What needs to be done
Output every record below exactly as it appears.

+++ Data supplied +++

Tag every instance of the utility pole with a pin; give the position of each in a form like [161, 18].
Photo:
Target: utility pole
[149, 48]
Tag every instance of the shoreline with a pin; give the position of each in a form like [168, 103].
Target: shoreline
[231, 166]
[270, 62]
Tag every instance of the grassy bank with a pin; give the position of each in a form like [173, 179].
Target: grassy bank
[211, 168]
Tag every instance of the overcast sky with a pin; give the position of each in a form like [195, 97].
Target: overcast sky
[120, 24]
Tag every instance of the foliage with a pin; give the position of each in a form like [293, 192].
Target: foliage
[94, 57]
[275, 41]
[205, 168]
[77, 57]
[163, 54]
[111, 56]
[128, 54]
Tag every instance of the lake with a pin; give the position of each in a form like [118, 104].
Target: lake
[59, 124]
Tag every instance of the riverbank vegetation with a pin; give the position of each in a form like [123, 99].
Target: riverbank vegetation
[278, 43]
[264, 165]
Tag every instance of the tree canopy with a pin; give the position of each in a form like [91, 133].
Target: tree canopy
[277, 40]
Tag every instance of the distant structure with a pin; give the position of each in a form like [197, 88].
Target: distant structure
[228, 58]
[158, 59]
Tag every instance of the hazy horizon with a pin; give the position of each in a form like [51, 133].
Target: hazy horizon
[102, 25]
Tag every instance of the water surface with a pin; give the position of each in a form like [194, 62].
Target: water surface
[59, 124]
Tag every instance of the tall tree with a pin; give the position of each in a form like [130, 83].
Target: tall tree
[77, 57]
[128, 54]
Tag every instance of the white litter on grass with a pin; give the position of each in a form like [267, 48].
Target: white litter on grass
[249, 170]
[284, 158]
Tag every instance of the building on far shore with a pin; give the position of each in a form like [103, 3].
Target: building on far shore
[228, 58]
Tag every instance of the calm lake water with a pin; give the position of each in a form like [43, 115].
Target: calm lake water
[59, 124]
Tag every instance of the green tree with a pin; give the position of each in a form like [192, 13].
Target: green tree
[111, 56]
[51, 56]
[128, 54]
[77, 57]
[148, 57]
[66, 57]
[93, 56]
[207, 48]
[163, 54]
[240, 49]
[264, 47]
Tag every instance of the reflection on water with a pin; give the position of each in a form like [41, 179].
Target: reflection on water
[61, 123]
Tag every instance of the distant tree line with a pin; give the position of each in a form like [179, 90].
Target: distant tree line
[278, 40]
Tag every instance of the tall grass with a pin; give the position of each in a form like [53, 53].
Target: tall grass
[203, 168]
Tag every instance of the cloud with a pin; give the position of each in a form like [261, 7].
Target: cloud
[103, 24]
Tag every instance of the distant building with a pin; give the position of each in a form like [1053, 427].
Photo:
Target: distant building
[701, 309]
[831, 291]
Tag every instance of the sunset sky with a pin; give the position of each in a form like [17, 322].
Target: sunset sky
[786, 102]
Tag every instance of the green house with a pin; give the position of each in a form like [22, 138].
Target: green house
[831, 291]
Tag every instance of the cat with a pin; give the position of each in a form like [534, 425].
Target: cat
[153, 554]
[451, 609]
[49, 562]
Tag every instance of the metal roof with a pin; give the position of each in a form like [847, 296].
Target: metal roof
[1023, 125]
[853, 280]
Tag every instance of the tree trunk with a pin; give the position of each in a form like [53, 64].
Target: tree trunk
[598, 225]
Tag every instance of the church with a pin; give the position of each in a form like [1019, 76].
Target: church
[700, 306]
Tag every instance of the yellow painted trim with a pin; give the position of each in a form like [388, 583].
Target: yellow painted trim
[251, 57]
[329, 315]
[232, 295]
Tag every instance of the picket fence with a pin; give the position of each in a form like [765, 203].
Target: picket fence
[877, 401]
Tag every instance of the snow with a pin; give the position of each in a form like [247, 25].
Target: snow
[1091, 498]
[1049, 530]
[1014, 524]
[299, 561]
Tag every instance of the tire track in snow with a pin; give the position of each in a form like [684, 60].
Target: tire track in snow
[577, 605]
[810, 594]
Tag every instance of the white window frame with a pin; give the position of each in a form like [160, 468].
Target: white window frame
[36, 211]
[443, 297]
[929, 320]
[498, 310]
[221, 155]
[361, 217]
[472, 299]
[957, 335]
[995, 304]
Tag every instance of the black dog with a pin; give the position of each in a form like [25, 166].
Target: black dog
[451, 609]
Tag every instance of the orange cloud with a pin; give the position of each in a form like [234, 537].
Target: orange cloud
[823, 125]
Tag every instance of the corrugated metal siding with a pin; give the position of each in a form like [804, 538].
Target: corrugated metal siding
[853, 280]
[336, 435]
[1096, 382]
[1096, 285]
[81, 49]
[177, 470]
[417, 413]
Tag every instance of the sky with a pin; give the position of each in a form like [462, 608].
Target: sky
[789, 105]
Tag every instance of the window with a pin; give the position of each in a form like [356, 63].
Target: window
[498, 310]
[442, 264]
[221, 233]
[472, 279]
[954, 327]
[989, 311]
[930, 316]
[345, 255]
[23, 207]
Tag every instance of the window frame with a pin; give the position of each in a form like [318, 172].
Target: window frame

+++

Solved problem
Tag every instance of the utility pole with a pin; give the position of each in a form like [161, 18].
Photo:
Target: utility pole
[149, 48]
Tag every instance of the shoreline with a pin; give the position of each in a form like [168, 103].
Target: shoreline
[231, 166]
[270, 62]
Tag every instance of the grassy bank with a pin; give the position of each in a form like [173, 179].
Target: grassy bank
[211, 168]
Tag every instance of the overcast sky with a pin; give the position of each in a form like [195, 97].
Target: overcast sky
[120, 24]
Tag every instance of the foliage with a pin; give the position of each in a form like [293, 192].
Target: foliage
[94, 57]
[275, 41]
[205, 168]
[77, 57]
[163, 54]
[111, 56]
[128, 54]
Tag every instance of the lake with a pin; give the position of each in a form like [118, 104].
Target: lake
[59, 124]
Tag every instance of the riverbank vegetation with a pin; give the position of each in a form like [123, 99].
Target: riverbank vegetation
[278, 43]
[264, 165]
Tag every instance of the tree canopy with a pin; give the position of each in a form like [91, 133].
Target: tree canopy
[277, 40]
Tag every instance of the distant structure with a pin; give the position of each in a form like [197, 88].
Target: distant structure
[228, 58]
[158, 59]
Tag every instance of the hazy horizon with a pin; give the position of each in a form like [51, 133].
Target: hazy horizon
[102, 25]
Tag every instance of the water surface with a pin; give the position of each in a form like [194, 62].
Target: water surface
[59, 124]
Tag every instance of the tall tree with a pin; give the position of each in a form like [130, 83].
Target: tall tree
[77, 57]
[128, 54]
Tag every instance of the white litter on grass with a pin; give the position of each in a form like [267, 48].
Target: white litter on grass
[249, 170]
[284, 158]
Tag every instance of the building on far shore with a pin; give the position of each in a form like [103, 3].
Target: building on far shore
[228, 58]
Tag every instance of the calm lake water with a pin; give the position of each in a form like [43, 115].
Target: calm lake water
[59, 124]
Tag every instance of the green tree with a pin; give the position of each in a form like [192, 13].
Target: green tree
[111, 56]
[51, 56]
[128, 54]
[77, 57]
[148, 57]
[66, 57]
[93, 56]
[207, 48]
[163, 54]
[240, 49]
[264, 47]
Tag every instance of the reflection on water with a pin; give the position of each in a form like [41, 179].
Target: reflection on water
[61, 123]
Tag every instance of the distant tree line with a pin; give the position of each in a form like [179, 90].
Target: distant tree line
[278, 40]
Tag every instance of the tall grass with a pin; give the position of each in a form like [53, 53].
Target: tall grass
[203, 168]
Tag every instance of the cloud with a pin; give the position of each in a form like [261, 7].
Target: cloud
[103, 24]
Tag every instance of the distant building with a pin; give the position of each in a form like [1053, 427].
Photo:
Target: distant building
[701, 309]
[831, 291]
Tag every instance of the sunset sky with a pin; give the position of each in a form like [17, 322].
Target: sunset sky
[786, 102]
Tag every instance of the green house with a pin; give the position of each in a form like [22, 138].
Target: green house
[831, 291]
Tag every instance of the cat with a pin; give the position of each in a form like [534, 425].
Target: cat
[153, 554]
[451, 609]
[49, 562]
Tag every instance of the metal roof with a pin; give the position of each in a form like [847, 296].
Target: metal roof
[1023, 125]
[853, 280]
Tag every instance of the tree trunk with a pin; give the position of each in a form like [53, 64].
Target: tree trunk
[598, 225]
Tag every instance of the church with a pin; give the position of each in a form like [1019, 76].
Target: church
[700, 306]
Tag every instance of the yellow painted trim with a pin; give the position of each in a form like [388, 583].
Target: yellow painted trim
[251, 57]
[329, 315]
[232, 295]
Tag every instance of the picket fence with a pin; give the position of each in a form like [765, 203].
Target: picket fence
[877, 401]
Tag every instance of the snow with a pin; give the position of each in a form like [247, 25].
Target: snow
[1091, 498]
[1049, 530]
[1014, 524]
[299, 561]
Tag every instance of the tire track in snow with a pin; give the position of each in a form like [684, 60].
Target: tire track in snow
[577, 605]
[810, 594]
Tag every instance of the white window frame with a pin; give the position of each in a form like [160, 468].
Target: white window frame
[36, 211]
[443, 297]
[929, 320]
[498, 310]
[221, 155]
[361, 217]
[472, 299]
[957, 335]
[995, 304]
Tag every instance of the black dog with a pin; give the position of each in a form like [25, 166].
Target: black dog
[451, 609]
Tag every instance of the orange cloud with a pin; give the position of each in a form like [234, 537].
Target: orange cloud
[823, 125]
Tag every instance of the corrugated metal siding with a pin; give the position of each in a form like [804, 538].
Target: corrugated metal siding
[853, 280]
[336, 435]
[1096, 382]
[1096, 285]
[81, 49]
[177, 470]
[417, 413]
Tag every instance of the sky with a pin; give the position of each in a form like [462, 608].
Target: sky
[789, 105]
Tag every instance of the window with a pin; give the position of each in a form like [356, 63].
Target: window
[498, 310]
[442, 264]
[221, 233]
[472, 279]
[954, 327]
[989, 311]
[930, 316]
[345, 255]
[23, 207]
Tag every instance of the window frame with a pin; give the position of each in a form like [318, 172].
Target: window frame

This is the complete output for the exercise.